▶ _WRITTEN PROBLEM_: Write out every line of the records below as a JSON list of strings, one string per line, with blank lines skipped. Leave the pictures out.

▶ _INFORMATION PROVIDED_:
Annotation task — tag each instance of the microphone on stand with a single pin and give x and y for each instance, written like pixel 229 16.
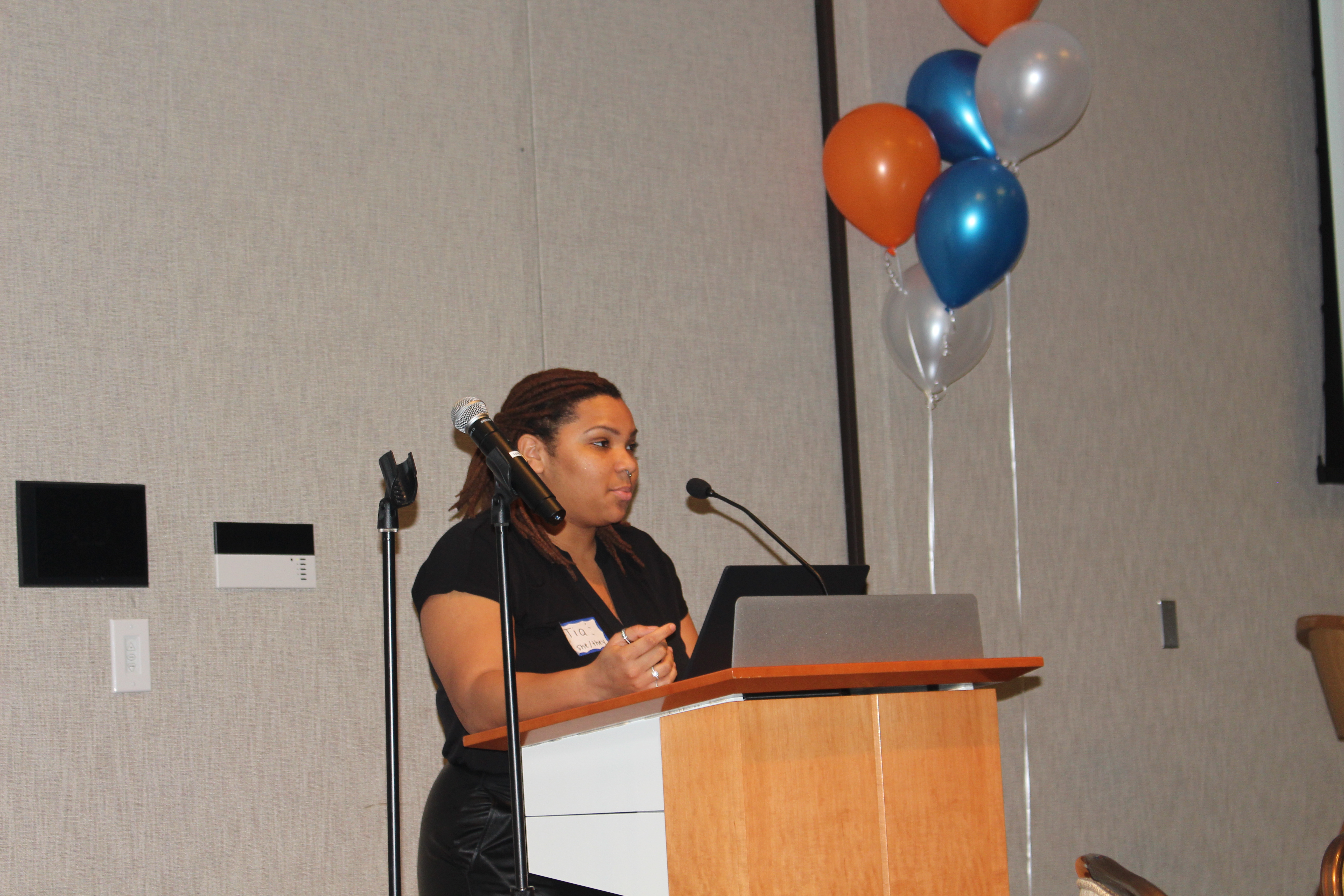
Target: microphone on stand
pixel 472 417
pixel 701 489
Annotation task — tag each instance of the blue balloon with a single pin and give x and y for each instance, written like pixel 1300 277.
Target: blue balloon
pixel 971 229
pixel 943 92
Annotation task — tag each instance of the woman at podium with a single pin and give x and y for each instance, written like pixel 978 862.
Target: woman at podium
pixel 597 605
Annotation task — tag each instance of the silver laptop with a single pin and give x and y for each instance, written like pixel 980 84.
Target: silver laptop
pixel 797 631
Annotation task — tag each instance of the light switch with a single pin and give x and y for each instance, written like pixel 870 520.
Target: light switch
pixel 130 655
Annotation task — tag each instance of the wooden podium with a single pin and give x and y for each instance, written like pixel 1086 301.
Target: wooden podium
pixel 776 780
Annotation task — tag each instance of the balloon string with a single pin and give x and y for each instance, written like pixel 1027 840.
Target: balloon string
pixel 933 582
pixel 1017 549
pixel 898 277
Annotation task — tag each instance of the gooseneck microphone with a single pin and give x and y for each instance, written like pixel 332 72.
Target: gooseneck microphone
pixel 701 489
pixel 472 417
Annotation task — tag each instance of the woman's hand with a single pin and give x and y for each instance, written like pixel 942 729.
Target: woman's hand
pixel 624 668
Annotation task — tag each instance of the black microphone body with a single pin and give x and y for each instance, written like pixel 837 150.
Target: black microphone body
pixel 507 463
pixel 701 489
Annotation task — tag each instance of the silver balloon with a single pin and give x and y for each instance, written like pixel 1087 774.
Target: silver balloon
pixel 932 346
pixel 1031 88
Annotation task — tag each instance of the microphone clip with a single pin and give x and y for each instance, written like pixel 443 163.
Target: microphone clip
pixel 401 487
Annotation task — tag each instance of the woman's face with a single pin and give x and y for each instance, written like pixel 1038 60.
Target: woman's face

▶ _RESULT_:
[
  "Annotation task — tag each instance of the microphone on stand with a single pin and give x and y for each instance, written like pixel 229 16.",
  "Target: microphone on stand",
  "pixel 472 417",
  "pixel 701 489",
  "Annotation task — tag each instance of the blue balloon with a single pin and give x and y for each instance, written like pixel 1300 277.",
  "Target: blue balloon",
  "pixel 971 229",
  "pixel 943 92",
  "Annotation task — tag each instance of the woman at podium with a single pin and give x and y for each instance, written like pixel 978 862.",
  "Target: woman at podium",
  "pixel 597 605",
  "Annotation task — tag each instance of the silver laptop with a single pin and give x and y for each instance, written like pixel 980 84.",
  "Target: silver laptop",
  "pixel 797 631",
  "Annotation task — tag each instance of the light switch with a single pin and give x and y for each instance, written like pixel 870 520.",
  "Target: light switch",
  "pixel 130 655",
  "Annotation task — tag each instance of the wooden podium with a single pin and give x and y for each instance, written like pixel 1086 301.",
  "Target: wooden podium",
  "pixel 776 780",
  "Annotation task — tag each instance of the balloon string with a single pin and give x and y for each instance, written like pixel 1027 840.",
  "Target: balloon string",
  "pixel 933 582",
  "pixel 1017 549",
  "pixel 898 277",
  "Annotation task — tag each instance of the gooseneck microphone with a single pin and give x and y for each instance, written like pixel 332 72.",
  "Target: gooseneck microphone",
  "pixel 701 489",
  "pixel 472 417",
  "Annotation task — tag each instance of the woman's hand with a single pin and give x and y for each instance, written like pixel 942 729.",
  "Target: woman's hand",
  "pixel 624 668",
  "Annotation task — tag each instance of the black microphone body with a single pin and give x and y for each instance, written like pixel 837 150.",
  "Target: black microphone body",
  "pixel 507 463",
  "pixel 701 489",
  "Annotation task — tag each instance of the silver balloon with a single pin and give x and y for each instance, written like pixel 1087 774.",
  "Target: silver balloon",
  "pixel 932 346",
  "pixel 1031 88",
  "Annotation task — tag each instance of the microphone clip with a single pin and give x and y for each instance, written like pixel 443 163.",
  "Target: microphone clip",
  "pixel 401 487",
  "Annotation task — tag each instance of the woman's face with a single pin and give x and y for each instance, written like pixel 1038 60.",
  "Target: woman's face"
]